You spoke a little earlier about Senegal—why should governments discuss issues amongst themselves, without the presence of civil society organizations? People in many states, in the other world, do not trust the dialogue between governments because they feel that such dialogue is conducted at a level that excludes them, and the ensuing policies will never benefit them.
I therefore hope that we could push a bit further with regard to the role of civil society in our negotiations to build the new political systems.
For the reasons I raised a bit earlier—I will say a few words, you can find more information in our submission—I would really hope that the committee, as part of its consideration of Canada's work to support democracy around the world, include the important contribution from the private sector, the businesses who use their resources, budgets, finances, research teams and assumptions to go and spread democracy around the world.
There is a debate being held in the world today. A round table on corporate responsibility is afoot in Canada's major cities. Having worked in this area over the past 20 years, I believe that investments are very important. Investments play such an important role in development, private investments have such an impact on the lives of people and societies! We see it in Asia today, in South Asia, in India and in China. We have to reflect on the impact of these investments. Particularly with regard to the respect of rights and democratic values.
Lastly, Mr. Chair, I believe we have to recall something that we all know—sometimes, it is better to repeat things—that half, or exactly 50% of the world population, is under 25 years of age. There are 1.2 billion humans between the ages of 10 and 19. In all those countries where we work, in all those countries in the South, populations will increase over the next few years, and the dominant age group will be composed of people between the ages of 10 and 25. We have to speak to these young people about democracy, we have to find innovative means and have real programs to give them.
For example, I am thinking of a micro-credit bank to support projects by young people in Africa, Latin America and elsewhere. Such initiatives would allow them to play an active role as citizens, to develop the political culture of their countries, to speak about the institutions, to raise awareness of their conditions, etc.
Mr. Chairman, we really do not have enough time. And yet I would still like to give a quick response to the very important question that you have raised.
[English]
Where should Canada concentrate its efforts in the future?
[Translation]
This is not something you can answer in two minutes. However, I believe that Canada has a very important obligation, which is to ensure that the idea of democracy building continues to be part of the international agenda.
Canada is a member state of the UN, the Commonwealth and the Francophonie and, on a more regional level, of the OAS. It takes part in APEC and has an impact on the African Union. Therefore, it is absolutely essential that a country like ours ensure, whenever possible, that the question of democracy continues to be part of the international agenda, discussions and projects.
In line with what I said earlier, Canada should review some of its policies, particularly the policy of the past few years with regard to the justiciability of social and economic rights.
Democracy builders in poor countries are mostly democrats, and countries like Canada have to find a way to indicate their interest in the issues that you raise:
[English]
What is democracy delivering in terms of social and economic evolution and in terms of social and economic change? We have to say something about that. It's at the centre of our discourse.

- - -

◆ Goal 1
Output the part of the testimony that opens with the words containing "Mr. Chairman, we" and closes with "the international agenda.".
The entries have no connection to the testimony.

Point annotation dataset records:
- - -

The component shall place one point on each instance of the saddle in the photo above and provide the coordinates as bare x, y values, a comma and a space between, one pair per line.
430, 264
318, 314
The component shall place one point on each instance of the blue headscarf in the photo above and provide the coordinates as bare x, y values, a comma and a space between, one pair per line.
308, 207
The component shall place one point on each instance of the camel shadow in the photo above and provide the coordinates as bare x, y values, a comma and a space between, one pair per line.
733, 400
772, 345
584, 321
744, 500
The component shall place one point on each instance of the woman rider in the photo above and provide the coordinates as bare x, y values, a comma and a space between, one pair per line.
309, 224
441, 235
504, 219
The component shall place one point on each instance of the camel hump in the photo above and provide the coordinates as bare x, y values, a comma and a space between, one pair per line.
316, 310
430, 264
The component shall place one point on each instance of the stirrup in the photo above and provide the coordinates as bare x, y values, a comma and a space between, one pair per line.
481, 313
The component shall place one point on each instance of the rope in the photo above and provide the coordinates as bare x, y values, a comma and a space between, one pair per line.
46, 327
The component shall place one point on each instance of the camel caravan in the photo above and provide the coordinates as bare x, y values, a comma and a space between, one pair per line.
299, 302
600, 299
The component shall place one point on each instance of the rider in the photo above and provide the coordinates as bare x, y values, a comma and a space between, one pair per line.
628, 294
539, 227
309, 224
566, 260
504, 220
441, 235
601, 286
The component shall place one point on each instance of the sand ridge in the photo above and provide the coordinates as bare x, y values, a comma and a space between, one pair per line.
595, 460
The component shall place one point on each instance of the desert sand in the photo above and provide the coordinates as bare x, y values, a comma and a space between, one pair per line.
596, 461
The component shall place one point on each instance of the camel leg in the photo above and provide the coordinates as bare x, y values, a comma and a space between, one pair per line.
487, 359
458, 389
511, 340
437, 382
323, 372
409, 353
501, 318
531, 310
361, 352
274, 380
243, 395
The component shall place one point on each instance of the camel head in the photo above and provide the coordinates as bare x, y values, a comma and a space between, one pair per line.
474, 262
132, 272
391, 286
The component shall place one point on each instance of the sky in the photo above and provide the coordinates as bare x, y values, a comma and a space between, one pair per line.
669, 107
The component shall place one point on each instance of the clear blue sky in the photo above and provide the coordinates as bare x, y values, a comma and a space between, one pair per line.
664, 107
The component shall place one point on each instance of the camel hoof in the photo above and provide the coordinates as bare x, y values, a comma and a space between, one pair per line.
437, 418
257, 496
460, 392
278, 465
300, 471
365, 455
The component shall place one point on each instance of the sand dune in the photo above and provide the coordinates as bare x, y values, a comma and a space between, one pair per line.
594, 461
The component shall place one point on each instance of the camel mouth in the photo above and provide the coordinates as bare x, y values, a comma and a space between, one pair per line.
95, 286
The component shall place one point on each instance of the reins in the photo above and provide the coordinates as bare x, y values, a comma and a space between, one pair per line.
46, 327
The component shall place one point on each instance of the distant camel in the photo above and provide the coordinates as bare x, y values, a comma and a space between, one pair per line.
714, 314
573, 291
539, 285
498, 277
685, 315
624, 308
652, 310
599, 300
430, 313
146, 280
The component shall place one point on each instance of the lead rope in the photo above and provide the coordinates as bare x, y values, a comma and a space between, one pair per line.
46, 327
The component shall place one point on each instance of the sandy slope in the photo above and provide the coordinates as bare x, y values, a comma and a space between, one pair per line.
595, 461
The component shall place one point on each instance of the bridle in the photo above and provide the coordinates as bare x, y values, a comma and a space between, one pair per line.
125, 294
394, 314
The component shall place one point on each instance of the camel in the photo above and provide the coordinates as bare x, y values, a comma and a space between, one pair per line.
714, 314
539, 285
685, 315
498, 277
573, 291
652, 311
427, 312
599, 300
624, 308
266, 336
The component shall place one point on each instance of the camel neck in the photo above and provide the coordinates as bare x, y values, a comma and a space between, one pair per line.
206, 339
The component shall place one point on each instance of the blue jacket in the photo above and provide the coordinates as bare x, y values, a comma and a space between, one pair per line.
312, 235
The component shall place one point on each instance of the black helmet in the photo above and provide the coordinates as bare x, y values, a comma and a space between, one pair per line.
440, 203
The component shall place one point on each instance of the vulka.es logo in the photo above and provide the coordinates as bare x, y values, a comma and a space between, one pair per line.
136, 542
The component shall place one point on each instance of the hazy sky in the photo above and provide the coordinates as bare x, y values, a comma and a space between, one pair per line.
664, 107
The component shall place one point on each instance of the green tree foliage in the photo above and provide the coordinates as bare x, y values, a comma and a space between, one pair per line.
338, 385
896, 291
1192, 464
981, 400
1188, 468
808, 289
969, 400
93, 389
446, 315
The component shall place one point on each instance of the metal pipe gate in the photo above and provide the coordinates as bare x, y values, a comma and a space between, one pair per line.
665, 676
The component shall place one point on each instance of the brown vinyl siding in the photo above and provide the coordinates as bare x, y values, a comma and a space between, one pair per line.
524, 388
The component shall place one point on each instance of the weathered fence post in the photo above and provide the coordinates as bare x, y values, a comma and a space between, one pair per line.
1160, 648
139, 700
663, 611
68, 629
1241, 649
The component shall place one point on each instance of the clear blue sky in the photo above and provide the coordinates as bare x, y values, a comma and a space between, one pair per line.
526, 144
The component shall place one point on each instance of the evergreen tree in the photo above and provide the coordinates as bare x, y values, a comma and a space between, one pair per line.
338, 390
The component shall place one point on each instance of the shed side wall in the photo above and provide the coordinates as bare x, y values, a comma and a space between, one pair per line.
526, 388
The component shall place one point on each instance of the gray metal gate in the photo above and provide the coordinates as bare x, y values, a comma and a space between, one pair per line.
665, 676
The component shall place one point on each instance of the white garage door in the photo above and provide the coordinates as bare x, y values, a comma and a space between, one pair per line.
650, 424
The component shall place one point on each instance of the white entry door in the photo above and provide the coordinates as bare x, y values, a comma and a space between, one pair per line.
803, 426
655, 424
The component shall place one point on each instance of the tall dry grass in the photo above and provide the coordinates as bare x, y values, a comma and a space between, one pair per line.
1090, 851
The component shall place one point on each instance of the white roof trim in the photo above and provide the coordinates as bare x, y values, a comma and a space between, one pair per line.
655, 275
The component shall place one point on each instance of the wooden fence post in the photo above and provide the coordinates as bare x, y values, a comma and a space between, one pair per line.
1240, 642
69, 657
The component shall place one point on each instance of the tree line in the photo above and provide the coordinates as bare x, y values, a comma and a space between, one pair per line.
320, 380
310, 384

- - -

◆ Goal 2
Count the lines of the entries that contain the string "gate", and give only the number.

◆ Written reply 1
Mr. Chairman, we really do not have enough time. And yet I would still like to give a quick response to the very important question that you have raised.
[English]
Where should Canada concentrate its efforts in the future?
[Translation]
This is not something you can answer in two minutes. However, I believe that Canada has a very important obligation, which is to ensure that the idea of democracy building continues to be part of the international agenda.

◆ Written reply 2
2